◆ Work task 1
List the state agencies that the news article on Florida's health care for needy children names as defendants in the 2005 lawsuit.
◆ Work task 2
Proceed with the news article about the federal ruling on Florida's health care for needy children, writing what follows its final sentence.

Judge: Florida’s health care for needy kids violates U.S. laws
A federal judge has ruled that Florida’s health care system for impoverished and disabled children violates several U.S. laws.
In a ruling Wednesday, U.S. Circuit Judge Adalberto Jordan said lawmakers had for years set the state’s Medicaid budget at an artificially low level, causing pediatricians and other specialists for children to opt out of the insurance program for the needy.
Jordan said that amounted to rationing of care and exacerbated a shortage of pediatricians, particularly in rural areas.
“This is a great day for the children in this state,” said Dr. Louis B. St. Petery, a Tallahassee pediatrician who is executive vice president of the Florida Pediatric Society and helped spearhead a 2005 lawsuit against Florida’s Department of Health, Department of Children and Families and the Agency for Health Care Administration.
“This action was taken because we found that children weren’t being treated properly if they were on Medicaid. Our position as pediatricians is that children do not choose their parents. They don’t have a choice to be born into a rich family or a poor family,” St. Petery told The Miami Herald.

◆ Extracted records
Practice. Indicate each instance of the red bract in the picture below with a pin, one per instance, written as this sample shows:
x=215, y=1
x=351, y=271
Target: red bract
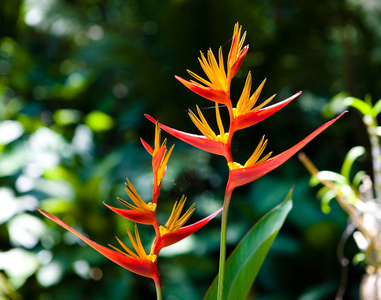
x=252, y=118
x=142, y=267
x=241, y=176
x=141, y=217
x=198, y=141
x=173, y=237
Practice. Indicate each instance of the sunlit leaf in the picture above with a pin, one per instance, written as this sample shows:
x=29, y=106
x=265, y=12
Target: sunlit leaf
x=351, y=156
x=99, y=121
x=245, y=261
x=377, y=108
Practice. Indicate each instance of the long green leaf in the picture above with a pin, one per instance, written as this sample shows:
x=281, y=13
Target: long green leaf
x=243, y=264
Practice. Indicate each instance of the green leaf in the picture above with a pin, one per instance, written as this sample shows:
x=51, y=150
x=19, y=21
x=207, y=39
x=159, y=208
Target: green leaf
x=328, y=176
x=99, y=121
x=243, y=264
x=377, y=108
x=351, y=156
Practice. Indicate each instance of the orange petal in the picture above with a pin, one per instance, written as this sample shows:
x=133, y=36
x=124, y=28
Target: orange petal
x=206, y=92
x=174, y=237
x=198, y=141
x=252, y=118
x=141, y=217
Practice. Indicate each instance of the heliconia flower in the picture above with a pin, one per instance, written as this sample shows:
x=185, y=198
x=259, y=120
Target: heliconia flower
x=206, y=92
x=200, y=141
x=240, y=175
x=254, y=158
x=143, y=213
x=258, y=114
x=141, y=264
x=140, y=252
x=173, y=231
x=216, y=89
x=175, y=222
x=236, y=53
x=160, y=157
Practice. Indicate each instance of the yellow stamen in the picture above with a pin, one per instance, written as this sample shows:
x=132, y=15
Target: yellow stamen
x=202, y=124
x=215, y=71
x=163, y=164
x=236, y=49
x=175, y=221
x=254, y=158
x=245, y=103
x=257, y=153
x=134, y=196
x=141, y=254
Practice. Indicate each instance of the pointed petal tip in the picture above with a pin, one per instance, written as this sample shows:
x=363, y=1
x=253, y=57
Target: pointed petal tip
x=150, y=118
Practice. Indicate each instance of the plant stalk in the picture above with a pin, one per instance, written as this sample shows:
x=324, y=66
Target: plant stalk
x=159, y=295
x=224, y=225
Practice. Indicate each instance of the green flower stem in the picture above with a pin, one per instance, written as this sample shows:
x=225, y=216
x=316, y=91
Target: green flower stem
x=224, y=225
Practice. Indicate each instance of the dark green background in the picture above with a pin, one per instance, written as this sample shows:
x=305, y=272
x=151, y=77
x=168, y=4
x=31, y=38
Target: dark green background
x=78, y=77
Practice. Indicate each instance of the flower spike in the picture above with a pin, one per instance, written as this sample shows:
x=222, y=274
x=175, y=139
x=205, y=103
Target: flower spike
x=173, y=237
x=258, y=114
x=241, y=176
x=206, y=92
x=140, y=252
x=199, y=141
x=145, y=267
x=174, y=221
x=143, y=213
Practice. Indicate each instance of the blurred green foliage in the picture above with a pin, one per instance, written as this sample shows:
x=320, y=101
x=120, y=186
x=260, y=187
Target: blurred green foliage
x=75, y=80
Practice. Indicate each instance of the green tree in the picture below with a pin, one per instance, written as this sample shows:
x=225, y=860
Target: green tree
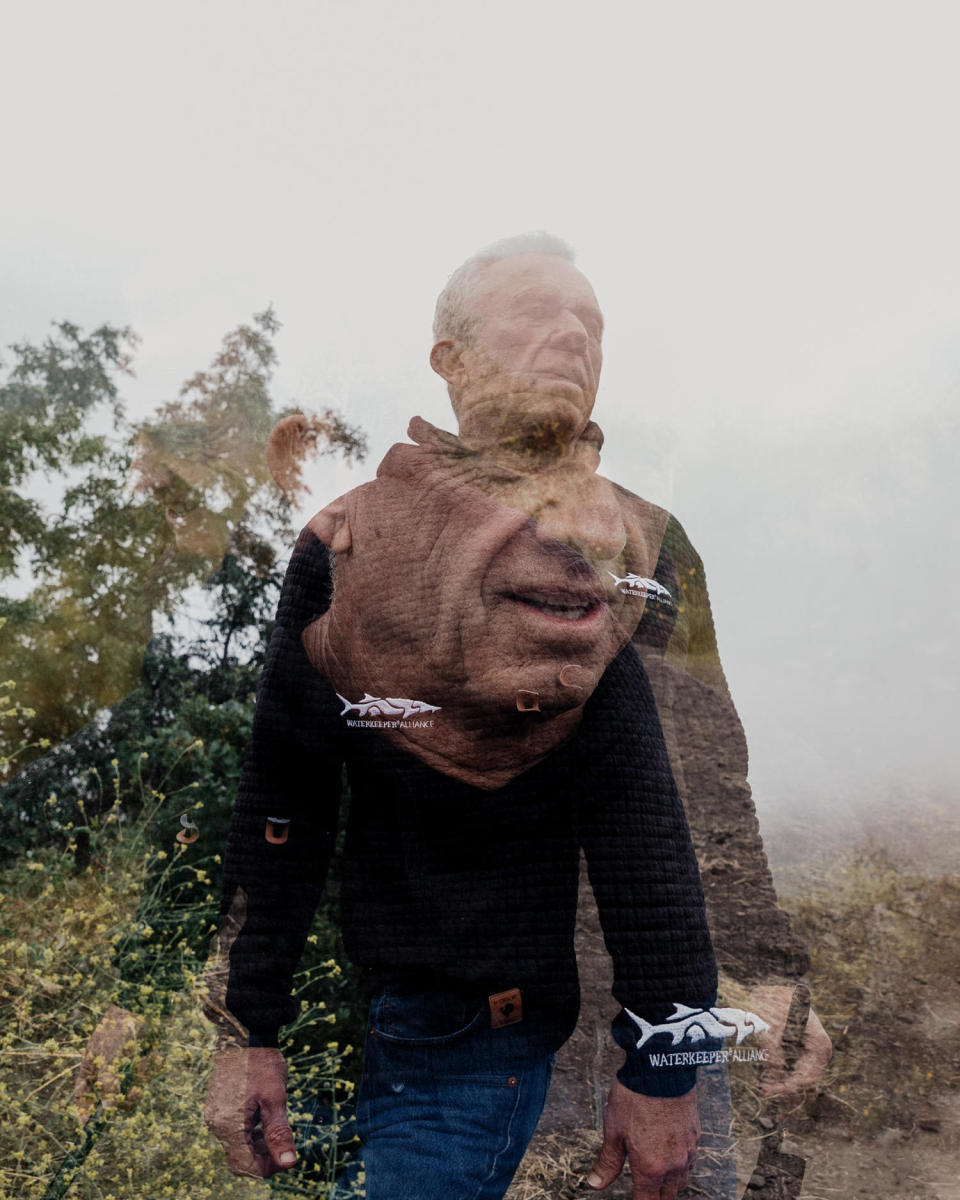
x=144, y=513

◆ Task response 1
Department of Health
Department of Children and Families
Agency for Health Care Administration

◆ Task response 2
On behalf of the state agencies named in the lawsuit, the Agency for Health Care Administration issued a statement Wednesday responding to Jordan’s ruling: “The Judge’s outdated observations pertain to a Medicaid program that no longer exists. Florida’s new Statewide Medicaid Managed Care program is cost-effective and a working success.”
Enrollment in the Medicaid program increased from 1.2 million in 2005 to 1.7 million in 2011, but the number of pediatricians did not rise at all, Jordan said.
The judge found that almost 80 percent of children enrolled in the Medicaid program “are getting no dental services at all.”
He also said Florida health regulators were leaving a third of the state’s children on Medicaid with no preventative medical care despite federal legal requirements, and they sometimes switched children from one Medicaid provider to another “without their parents’ knowledge or consent.”
The number of needy Florida children able to get a potentially life-saving blood screening for lead is “extremely low, notwithstanding the fact that part of Florida has an aging housing stock, which means children are more likely exposed to lead-based paint,” Jordan ruled.
Jordan said he would set a hearing later this month to determine how to proceed with the state toward a resolution.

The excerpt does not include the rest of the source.